Required action:
Every line from the one bearing "Please identify the white flowering" through the last line of the entries should be printed exactly, with no other output.

(Stored data entries)
━━━━

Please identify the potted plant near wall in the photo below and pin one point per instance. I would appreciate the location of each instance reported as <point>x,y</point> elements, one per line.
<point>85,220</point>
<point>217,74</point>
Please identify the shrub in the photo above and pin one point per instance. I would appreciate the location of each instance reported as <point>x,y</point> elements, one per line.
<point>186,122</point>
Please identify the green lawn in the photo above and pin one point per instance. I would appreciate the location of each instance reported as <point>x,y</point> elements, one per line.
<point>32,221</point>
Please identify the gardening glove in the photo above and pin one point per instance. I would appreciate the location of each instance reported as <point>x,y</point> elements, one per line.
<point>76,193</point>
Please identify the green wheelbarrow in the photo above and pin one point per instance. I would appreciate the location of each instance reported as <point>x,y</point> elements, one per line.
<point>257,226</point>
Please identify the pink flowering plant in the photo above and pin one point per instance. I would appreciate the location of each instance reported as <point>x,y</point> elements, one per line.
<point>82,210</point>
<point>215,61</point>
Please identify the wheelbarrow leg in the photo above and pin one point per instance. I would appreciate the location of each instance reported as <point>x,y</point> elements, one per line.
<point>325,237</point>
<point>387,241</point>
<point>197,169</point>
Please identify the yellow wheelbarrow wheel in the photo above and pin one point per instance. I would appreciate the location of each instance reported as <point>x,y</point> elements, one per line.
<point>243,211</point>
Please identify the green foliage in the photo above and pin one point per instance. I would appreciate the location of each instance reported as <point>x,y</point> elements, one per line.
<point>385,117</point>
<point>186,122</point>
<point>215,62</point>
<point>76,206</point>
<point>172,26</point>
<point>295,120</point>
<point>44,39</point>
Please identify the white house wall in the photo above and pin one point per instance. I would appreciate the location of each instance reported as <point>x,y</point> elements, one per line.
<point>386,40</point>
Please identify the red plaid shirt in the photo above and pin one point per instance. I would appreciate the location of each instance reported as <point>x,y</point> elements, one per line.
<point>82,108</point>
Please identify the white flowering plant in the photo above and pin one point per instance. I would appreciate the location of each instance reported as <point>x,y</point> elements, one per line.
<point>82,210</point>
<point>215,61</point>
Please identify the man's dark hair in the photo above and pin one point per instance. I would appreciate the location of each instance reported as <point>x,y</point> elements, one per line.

━━━━

Written answer:
Please identify the white flowering plant in the photo above and pin one point per instance. I would appreciate the location of each instance reported as <point>x,y</point> elements, one per line.
<point>82,210</point>
<point>215,61</point>
Please identify the man's dark hair in the photo above and pin one point per instance. I would appreciate the location of each instance reported as <point>x,y</point> elements, one per line.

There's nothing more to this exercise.